▶ _Reading passage_:
********************

Providing Choice Opportunities
Overall, extensive experimental, correlational, and meta-analytic evidence shows the benefits of providing choices and decision-making opportunities in the classroom (e.g., choices about actions, assignments, pacing, tasks, topics, methods, and classroom management, among other things). Choice opportunities enhance interest, enjoyment, effort, persistence, and performance (Mouratidis, Vansteenkiste, Sideridis, & Lens, 2011; Patall, Cooper, & Robinson, 2008; Patall et al., 2010).
However, giving choices can sometimes backfire. Choices given in a controlling manner or that fail to allow students to express their interests or regulate their behavior have limited benefits (e.g., Katz & Assor, 2007; Patall et al., 2008). Choosing can also backfire when students do not feel competent about the task or the choices they are asked to make (e.g., Patall, Sylvester, & Han, 2014). In such cases, students may prefer trusted teachers, peers, or parents choose for them, particularly if they come from a more collectivist cultural background (e.g., Bao & Lam, 2008). In sum, although providing choice is a critical component of supporting autonomy (e.g., Patall et al., 2017), both recipient and context must be carefully considered.
Providing Rationales
For students to experience autonomy in any activity, but especially an inherently uninteresting one, they have to understand its value. When teachers provide rationales for learning activities by communicating value, they can help students to internalize and endorse expected behaviors in the classroom (e.g., Jang, 2008; Reeve, Jang, Hardre, & Omura, 2002). However, not all rationales have benefits. Rationales most effectively support autonomy, motivation, engagement, and learning by taking the student’s perspective: attempt specifically and concretely (rather than vaguely and abstractly) to highlight how activities relate to students’ personal or prosocial goals, values, aspirations, and life experiences (e.g., Steingut, Patall, & Trimble, 2017; Vansteenkiste et al., 2004). Rationales that build on students’ existing knowledge, but highlight value that may be hidden from the perspective of the student, yet known to teachers, are likely to be particularly effective (e.g., Vansteenkiste et al., 2018). In contrast, some rationales rely on external contingencies, social norms, and pressure, or only take the teachers’ perspectives (and not those of students) to justify the value of a behavior. These undermine autonomous motivation, engagement, and learning—students feel controlled and disconnected (e.g., Steingut et al., 2017; Vansteenkiste et al., 2004).
Incorporating Student Perspectives
At the core of an autonomy-supportive approach to teaching is teachers’ active effort to take students’ perspectives in all interactions and to assume that those perspectives are valid considerations in the learning environment. Offering choices and providing rationales require this perspective-taking to be successful motivational strategies.

********************

▶ _Prompt 1_: Name every outcome that, according to the passage on autonomy-supportive teaching, choice opportunities enhance.
The passage on autonomy-supportive teaching and the entries are unrelated to each other.

********************

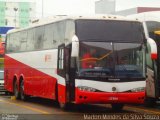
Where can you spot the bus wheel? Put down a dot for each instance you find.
(22, 94)
(117, 106)
(16, 92)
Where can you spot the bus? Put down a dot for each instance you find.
(153, 65)
(49, 60)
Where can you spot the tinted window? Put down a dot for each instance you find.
(107, 30)
(39, 38)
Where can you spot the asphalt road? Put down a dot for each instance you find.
(44, 109)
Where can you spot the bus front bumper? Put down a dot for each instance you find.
(109, 97)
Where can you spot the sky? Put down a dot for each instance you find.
(68, 7)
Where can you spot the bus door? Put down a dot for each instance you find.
(157, 64)
(64, 70)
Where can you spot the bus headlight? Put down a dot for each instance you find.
(85, 88)
(140, 89)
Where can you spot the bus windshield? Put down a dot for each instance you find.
(110, 30)
(108, 59)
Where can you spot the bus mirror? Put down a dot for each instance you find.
(75, 46)
(153, 56)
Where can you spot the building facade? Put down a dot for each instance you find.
(16, 14)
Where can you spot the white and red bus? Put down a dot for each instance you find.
(153, 65)
(49, 60)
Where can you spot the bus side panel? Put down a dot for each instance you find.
(36, 82)
(8, 74)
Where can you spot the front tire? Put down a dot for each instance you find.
(117, 107)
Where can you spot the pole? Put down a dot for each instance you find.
(15, 9)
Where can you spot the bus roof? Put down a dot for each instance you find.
(52, 19)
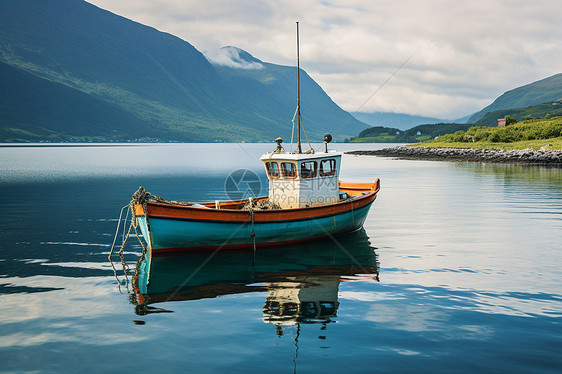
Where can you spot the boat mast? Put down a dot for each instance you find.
(298, 94)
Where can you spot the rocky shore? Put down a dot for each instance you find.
(525, 156)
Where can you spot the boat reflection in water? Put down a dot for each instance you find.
(302, 281)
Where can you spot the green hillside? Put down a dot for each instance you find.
(380, 134)
(543, 91)
(551, 109)
(530, 133)
(32, 107)
(127, 80)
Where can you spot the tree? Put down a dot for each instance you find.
(509, 120)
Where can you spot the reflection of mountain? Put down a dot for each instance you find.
(302, 281)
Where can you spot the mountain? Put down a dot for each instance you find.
(394, 120)
(87, 73)
(540, 92)
(550, 109)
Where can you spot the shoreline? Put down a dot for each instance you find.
(525, 156)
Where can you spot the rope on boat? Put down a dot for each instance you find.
(117, 230)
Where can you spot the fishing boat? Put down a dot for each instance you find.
(306, 201)
(301, 281)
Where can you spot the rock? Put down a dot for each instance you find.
(526, 156)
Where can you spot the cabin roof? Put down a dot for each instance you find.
(298, 156)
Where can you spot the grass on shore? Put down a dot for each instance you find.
(532, 133)
(553, 143)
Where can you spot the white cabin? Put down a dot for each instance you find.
(299, 180)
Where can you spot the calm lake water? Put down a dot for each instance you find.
(457, 270)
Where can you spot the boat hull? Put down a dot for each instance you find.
(173, 227)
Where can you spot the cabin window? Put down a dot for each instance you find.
(327, 167)
(272, 169)
(309, 169)
(289, 170)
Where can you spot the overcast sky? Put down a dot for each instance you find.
(458, 56)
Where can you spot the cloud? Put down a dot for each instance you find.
(234, 58)
(465, 53)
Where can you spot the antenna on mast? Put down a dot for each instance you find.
(298, 94)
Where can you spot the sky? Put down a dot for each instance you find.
(436, 58)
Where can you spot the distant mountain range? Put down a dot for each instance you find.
(72, 71)
(540, 92)
(395, 120)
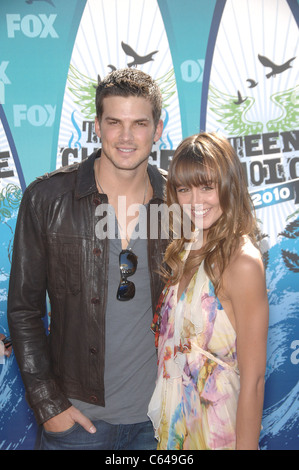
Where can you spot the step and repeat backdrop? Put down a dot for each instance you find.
(222, 65)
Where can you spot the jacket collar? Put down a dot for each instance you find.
(86, 183)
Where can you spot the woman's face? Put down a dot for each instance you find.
(201, 203)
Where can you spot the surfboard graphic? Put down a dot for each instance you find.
(253, 99)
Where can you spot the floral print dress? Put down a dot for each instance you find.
(194, 404)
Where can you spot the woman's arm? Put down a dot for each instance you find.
(246, 287)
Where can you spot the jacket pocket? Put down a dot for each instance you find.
(64, 267)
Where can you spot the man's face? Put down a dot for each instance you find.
(127, 131)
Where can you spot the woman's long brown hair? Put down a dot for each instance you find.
(203, 159)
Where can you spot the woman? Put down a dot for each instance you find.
(212, 319)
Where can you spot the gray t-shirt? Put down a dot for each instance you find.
(130, 355)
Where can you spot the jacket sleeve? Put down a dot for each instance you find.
(26, 309)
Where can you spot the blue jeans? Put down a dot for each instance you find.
(138, 436)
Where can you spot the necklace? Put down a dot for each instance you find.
(144, 198)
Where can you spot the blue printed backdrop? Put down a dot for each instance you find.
(230, 66)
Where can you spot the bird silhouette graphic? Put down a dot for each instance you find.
(275, 68)
(138, 60)
(252, 83)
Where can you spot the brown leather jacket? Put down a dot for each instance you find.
(56, 250)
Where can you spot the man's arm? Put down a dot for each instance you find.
(26, 309)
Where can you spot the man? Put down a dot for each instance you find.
(89, 382)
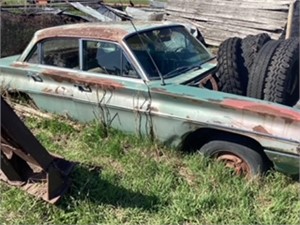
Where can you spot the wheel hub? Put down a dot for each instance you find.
(234, 162)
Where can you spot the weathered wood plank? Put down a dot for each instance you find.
(220, 19)
(263, 23)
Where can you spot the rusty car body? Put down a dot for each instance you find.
(151, 78)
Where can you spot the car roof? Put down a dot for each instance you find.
(113, 31)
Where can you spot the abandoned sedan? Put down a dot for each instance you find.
(154, 79)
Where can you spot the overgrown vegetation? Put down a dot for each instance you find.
(123, 179)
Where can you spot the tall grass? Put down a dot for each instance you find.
(124, 179)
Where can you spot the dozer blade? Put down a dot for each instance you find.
(25, 163)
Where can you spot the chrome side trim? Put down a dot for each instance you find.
(283, 162)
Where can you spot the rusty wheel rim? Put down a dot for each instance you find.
(235, 162)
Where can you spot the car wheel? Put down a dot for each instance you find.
(242, 159)
(282, 82)
(231, 72)
(259, 70)
(251, 46)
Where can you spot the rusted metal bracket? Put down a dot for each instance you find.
(25, 163)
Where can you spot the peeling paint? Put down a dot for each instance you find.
(84, 80)
(289, 116)
(260, 129)
(20, 65)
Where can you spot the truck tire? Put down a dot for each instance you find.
(251, 46)
(242, 159)
(282, 82)
(259, 70)
(230, 70)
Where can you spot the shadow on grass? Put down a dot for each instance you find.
(87, 185)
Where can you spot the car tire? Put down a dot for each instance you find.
(259, 70)
(282, 82)
(251, 46)
(230, 70)
(242, 159)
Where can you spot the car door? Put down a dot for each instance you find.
(110, 89)
(46, 71)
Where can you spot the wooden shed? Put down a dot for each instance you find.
(221, 19)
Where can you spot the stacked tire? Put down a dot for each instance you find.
(259, 67)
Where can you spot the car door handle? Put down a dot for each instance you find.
(84, 88)
(35, 76)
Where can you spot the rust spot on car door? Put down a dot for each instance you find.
(260, 129)
(62, 76)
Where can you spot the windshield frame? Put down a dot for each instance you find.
(138, 44)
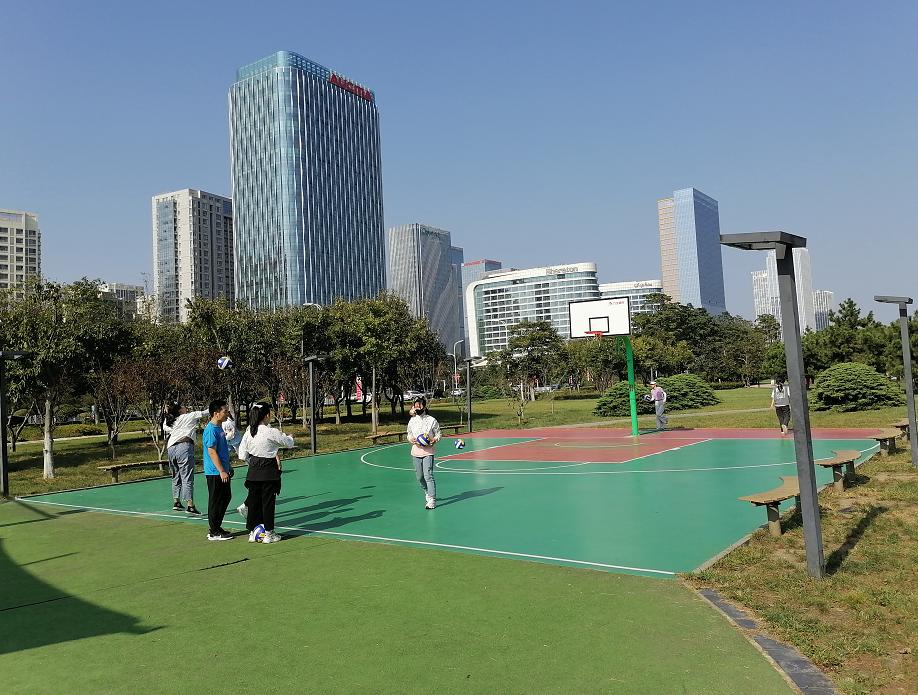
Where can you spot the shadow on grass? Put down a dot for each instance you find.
(837, 557)
(35, 614)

********************

▶ _Prompt 2_: Show each line of the entries that contains the word "mast".

▶ _Full output 1_: Interest, enjoyment, effort, persistence, and performance.

▶ _Full output 2_:
Where can you spot the boat mast? Put down a dot for each instance you find.
Where can you spot the antenna on mast? Put down a dot for each instance you find.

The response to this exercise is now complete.